Uber Technologies (UBER) and Lyft (LYFT) have been locked in an intense rivalry for years...

The ride-hailing apps were quick to disrupt the old-school taxi industry. Even so, neither was able to establish dominance over the other.

For years, they focused on making their rides as cheap as possible to lure in loyal customers. Uber grew from 19 million users in 2016 to about 100 million users in 2019. Lyft grew from roughly 4 million riders to more than 20 million in the same time frame.

And while both companies grew, they slowly started raising prices.

Back in 2015, the average Uber ride cost about $13 per trip... which was supposedly about 41% of the trip's "real" cost. By 2018, the average cost doubled to $26.

And since the pandemic, things have gotten much worse. Uber prices rose another 92% through 2021.

The company now controls three-quarters of the ride-hailing market. Last year, Uber generated $32 billion in revenue. Lyft generated a measly $4 billion.

And to top it all off, Uber is officially the first of the two companies to turn a profit. In the second quarter, it reported net income of $394 million – its first profit in company history.

Rising prices don't seem to be hurting Uber's business... And investors are watching the stock closely. Today, we'll take a look at whether or not Uber is finally worth your money.

Wall Street believes Uber's victory is more than symbolic...

Uber's revenue is almost 10 times higher than Lyft's. Its stock is up more than 90% this year, while Lyft shares are flat.

Analysts are betting on continued dominance for Uber. They expect its Uniform return on assets ("ROA") to reach 11% this year and 23% the following year – climbing above the 12% corporate average for the first time.

◇ ◇ ◇ ◇

| QUESTIONS ON THE MATERIAL |
A: In the text on Uber and Lyft, how much net income did Uber report in the second quarter?
B: List every dollar amount that appears in the text on Uber and Lyft.

◇ ◇ ◇ ◇

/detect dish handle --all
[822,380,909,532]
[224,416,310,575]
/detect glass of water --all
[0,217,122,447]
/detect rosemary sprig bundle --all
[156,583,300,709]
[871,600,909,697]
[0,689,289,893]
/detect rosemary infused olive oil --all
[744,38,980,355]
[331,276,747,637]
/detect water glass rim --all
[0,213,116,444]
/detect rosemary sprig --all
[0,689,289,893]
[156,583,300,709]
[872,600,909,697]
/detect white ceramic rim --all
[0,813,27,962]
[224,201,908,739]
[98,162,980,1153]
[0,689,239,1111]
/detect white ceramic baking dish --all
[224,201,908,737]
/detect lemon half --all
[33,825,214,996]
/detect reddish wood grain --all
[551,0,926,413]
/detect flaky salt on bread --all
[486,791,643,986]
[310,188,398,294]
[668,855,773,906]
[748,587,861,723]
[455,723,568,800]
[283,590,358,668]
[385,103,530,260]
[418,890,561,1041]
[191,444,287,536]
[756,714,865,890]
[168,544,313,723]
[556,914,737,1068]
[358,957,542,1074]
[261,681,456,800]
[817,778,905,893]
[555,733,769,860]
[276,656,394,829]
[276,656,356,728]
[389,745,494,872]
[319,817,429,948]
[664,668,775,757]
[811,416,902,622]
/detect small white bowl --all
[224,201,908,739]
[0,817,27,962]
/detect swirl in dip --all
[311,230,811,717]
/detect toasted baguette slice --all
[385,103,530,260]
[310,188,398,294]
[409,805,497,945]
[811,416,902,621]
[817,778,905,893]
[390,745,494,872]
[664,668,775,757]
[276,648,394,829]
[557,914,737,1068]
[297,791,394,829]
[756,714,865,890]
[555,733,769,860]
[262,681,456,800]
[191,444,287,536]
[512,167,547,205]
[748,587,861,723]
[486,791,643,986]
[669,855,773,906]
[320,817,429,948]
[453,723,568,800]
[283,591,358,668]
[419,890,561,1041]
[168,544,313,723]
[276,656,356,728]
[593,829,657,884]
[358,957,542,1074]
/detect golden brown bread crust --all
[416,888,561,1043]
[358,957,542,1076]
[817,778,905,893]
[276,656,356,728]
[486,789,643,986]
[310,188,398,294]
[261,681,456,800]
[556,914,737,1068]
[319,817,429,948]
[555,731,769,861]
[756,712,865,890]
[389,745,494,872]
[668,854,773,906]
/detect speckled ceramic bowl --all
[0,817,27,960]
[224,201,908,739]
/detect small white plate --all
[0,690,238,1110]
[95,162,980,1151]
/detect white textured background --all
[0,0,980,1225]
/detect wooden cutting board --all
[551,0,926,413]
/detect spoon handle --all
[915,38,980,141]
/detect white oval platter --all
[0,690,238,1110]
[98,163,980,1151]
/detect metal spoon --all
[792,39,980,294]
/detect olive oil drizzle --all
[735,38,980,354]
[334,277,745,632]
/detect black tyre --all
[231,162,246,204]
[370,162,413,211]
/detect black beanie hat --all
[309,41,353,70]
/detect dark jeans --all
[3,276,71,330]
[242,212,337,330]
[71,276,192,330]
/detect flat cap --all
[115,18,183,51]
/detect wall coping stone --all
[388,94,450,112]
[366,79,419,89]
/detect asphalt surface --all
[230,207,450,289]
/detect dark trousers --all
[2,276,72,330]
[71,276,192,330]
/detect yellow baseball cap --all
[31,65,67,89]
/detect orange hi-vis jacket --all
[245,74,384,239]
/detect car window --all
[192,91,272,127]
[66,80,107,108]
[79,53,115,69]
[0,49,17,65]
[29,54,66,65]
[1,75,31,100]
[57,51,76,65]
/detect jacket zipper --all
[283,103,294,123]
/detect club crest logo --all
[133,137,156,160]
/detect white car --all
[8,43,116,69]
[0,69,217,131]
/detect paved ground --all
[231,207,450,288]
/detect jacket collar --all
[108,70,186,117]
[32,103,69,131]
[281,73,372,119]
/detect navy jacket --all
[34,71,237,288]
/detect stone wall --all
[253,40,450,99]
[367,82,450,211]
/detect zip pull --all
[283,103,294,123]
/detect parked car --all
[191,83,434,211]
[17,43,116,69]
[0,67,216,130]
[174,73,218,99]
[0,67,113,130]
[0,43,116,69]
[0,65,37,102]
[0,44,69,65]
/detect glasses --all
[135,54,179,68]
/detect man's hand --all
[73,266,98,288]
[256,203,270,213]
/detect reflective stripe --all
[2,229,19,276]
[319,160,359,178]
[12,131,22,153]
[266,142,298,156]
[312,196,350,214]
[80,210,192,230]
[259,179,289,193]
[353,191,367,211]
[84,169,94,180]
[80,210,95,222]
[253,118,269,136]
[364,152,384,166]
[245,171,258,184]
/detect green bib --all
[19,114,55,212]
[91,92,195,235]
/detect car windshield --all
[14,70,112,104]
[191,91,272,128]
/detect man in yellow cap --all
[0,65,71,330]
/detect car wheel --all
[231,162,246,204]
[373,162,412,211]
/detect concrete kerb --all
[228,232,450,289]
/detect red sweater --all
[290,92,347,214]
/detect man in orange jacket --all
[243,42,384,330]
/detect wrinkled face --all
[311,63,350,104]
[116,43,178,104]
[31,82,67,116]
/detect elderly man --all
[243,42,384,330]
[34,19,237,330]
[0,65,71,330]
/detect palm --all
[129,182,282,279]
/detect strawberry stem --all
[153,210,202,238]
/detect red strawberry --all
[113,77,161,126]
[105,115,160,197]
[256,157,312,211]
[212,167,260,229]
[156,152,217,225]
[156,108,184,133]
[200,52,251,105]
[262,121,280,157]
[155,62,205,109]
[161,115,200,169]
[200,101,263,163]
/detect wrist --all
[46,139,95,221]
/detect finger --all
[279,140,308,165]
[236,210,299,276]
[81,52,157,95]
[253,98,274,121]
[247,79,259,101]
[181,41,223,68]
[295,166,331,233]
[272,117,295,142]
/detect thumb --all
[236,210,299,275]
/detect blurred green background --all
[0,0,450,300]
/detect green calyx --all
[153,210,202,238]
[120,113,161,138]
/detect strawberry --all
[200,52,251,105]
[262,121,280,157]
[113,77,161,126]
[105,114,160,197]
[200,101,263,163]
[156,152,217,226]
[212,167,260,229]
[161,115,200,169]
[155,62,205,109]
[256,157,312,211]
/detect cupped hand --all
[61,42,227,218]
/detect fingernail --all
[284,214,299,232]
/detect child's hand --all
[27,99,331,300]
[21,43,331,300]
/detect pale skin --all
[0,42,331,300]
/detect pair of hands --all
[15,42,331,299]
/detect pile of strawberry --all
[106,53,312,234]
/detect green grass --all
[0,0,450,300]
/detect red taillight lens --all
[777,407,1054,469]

◇ ◇ ◇ ◇

| SOLVED TASKS |
A: $394 million

B: $13, $26, $32 billion, $4 billion, $394 million